Please switch every "butterfly" to "moth" in the rows between the line holding "point: colorful house icon logo" and the end of the rows, both included, and give those lines back with nothing else changed. Don't include the pictures in your answer.

DATASET CONTENT:
——
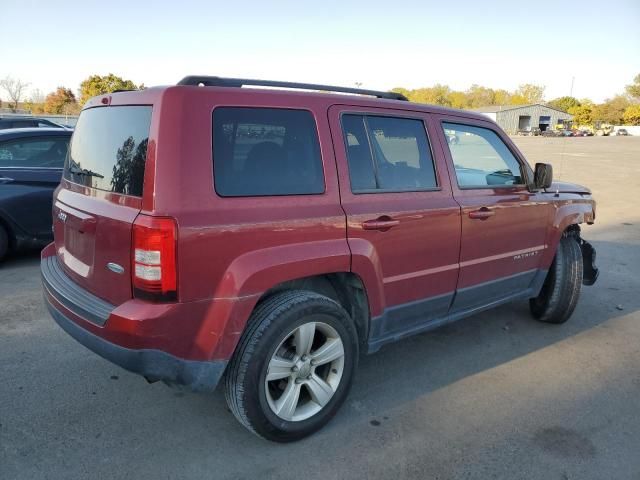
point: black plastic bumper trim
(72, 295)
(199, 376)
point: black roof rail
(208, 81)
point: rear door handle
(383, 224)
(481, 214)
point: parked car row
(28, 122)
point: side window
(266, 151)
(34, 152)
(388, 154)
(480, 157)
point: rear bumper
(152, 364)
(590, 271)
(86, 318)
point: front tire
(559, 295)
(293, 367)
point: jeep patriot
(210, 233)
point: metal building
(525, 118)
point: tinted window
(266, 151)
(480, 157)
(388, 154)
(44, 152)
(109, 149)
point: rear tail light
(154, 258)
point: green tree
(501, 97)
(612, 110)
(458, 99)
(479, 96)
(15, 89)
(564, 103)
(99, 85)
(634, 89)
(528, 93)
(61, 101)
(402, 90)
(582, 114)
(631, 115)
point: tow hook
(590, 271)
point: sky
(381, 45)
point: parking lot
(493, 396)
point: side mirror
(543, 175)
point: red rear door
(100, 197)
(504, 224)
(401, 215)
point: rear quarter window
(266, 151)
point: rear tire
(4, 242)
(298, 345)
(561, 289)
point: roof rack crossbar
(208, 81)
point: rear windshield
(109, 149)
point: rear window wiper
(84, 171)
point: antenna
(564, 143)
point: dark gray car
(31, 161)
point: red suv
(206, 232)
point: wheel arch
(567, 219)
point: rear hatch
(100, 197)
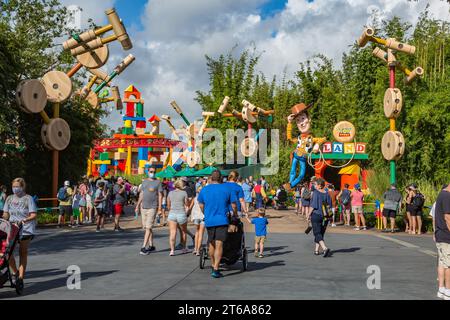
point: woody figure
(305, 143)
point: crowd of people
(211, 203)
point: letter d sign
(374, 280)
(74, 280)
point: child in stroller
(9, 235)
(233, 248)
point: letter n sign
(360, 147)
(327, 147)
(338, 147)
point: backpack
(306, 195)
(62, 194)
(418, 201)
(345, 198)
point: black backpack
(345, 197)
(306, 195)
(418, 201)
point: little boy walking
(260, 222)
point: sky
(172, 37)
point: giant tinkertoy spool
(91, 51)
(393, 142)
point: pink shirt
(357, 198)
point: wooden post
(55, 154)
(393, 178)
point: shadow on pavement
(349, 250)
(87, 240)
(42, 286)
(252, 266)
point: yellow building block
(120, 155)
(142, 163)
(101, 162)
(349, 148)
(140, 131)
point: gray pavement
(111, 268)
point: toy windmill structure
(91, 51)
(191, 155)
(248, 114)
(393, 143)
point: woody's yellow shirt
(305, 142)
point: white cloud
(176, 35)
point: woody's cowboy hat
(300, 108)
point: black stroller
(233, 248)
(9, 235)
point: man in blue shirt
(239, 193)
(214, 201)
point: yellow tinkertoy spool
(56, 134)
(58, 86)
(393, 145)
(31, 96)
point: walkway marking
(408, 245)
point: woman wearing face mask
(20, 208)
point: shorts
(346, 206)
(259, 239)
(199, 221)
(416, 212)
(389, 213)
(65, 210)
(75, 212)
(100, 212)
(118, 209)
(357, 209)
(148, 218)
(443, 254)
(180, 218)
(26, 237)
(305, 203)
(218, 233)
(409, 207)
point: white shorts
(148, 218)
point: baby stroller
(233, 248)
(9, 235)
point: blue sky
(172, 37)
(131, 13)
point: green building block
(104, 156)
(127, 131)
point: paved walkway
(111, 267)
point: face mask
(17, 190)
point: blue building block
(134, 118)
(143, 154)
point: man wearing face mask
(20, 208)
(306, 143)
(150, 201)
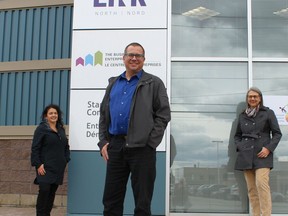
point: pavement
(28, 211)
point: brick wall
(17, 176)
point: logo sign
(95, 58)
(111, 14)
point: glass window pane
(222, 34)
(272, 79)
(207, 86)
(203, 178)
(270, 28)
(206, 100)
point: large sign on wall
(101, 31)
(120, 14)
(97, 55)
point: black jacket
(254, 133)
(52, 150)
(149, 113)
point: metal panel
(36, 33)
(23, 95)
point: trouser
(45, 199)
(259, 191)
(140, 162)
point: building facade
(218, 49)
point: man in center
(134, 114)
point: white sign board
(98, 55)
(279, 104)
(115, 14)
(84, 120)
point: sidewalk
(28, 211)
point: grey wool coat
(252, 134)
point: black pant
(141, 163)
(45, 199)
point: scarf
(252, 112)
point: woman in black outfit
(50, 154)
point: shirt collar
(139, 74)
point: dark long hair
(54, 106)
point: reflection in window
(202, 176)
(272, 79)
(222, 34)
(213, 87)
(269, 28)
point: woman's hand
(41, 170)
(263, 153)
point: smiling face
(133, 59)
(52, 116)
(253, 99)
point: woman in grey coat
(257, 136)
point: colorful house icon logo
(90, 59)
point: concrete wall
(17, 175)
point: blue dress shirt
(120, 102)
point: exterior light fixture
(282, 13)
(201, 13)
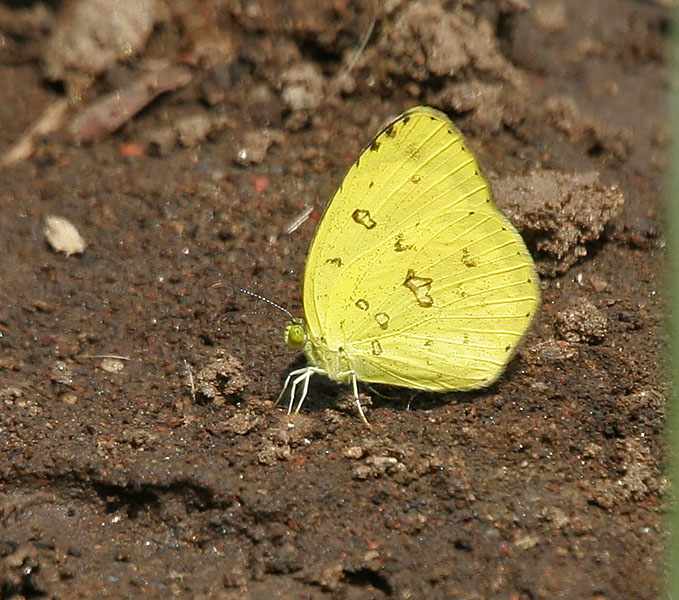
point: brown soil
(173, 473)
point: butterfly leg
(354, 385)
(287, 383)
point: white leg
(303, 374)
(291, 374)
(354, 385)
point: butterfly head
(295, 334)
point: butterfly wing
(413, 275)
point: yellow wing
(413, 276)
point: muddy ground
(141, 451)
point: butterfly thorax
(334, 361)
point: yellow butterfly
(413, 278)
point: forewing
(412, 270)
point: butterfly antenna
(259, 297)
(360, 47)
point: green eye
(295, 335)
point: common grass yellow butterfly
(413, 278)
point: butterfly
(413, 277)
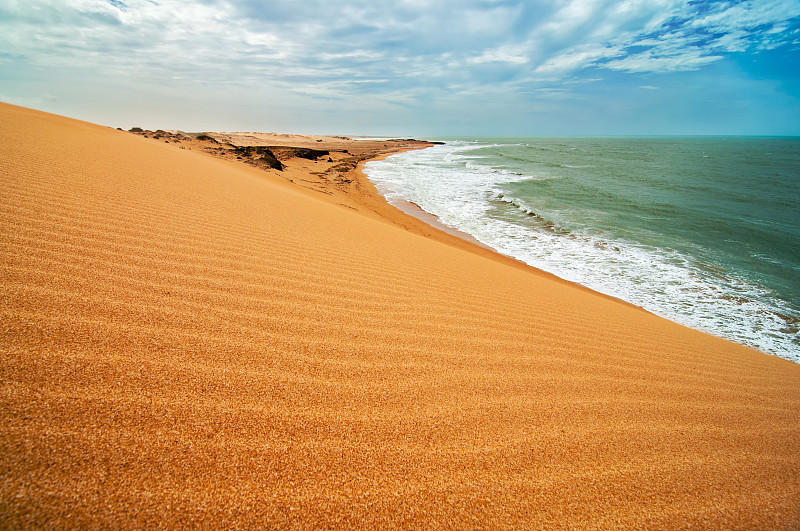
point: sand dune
——
ANSWER TO THIS EXERCISE:
point: colorful house icon logo
(90, 59)
point: concrete wall
(17, 175)
point: blue dress shirt
(120, 102)
point: exterior light fixture
(282, 13)
(201, 13)
point: brown soil
(173, 473)
point: moth leg
(354, 385)
(287, 383)
point: white leg
(303, 374)
(291, 374)
(354, 385)
point: moth head
(295, 334)
point: moth wing
(413, 275)
point: yellow wing
(413, 276)
point: muddy ground
(141, 451)
point: moth thorax
(334, 361)
point: yellow moth
(413, 278)
point: forewing
(412, 270)
point: moth antenna
(259, 297)
(360, 47)
point: green eye
(295, 335)
point: common grass yellow moth
(413, 278)
point: moth
(413, 277)
point: sand dune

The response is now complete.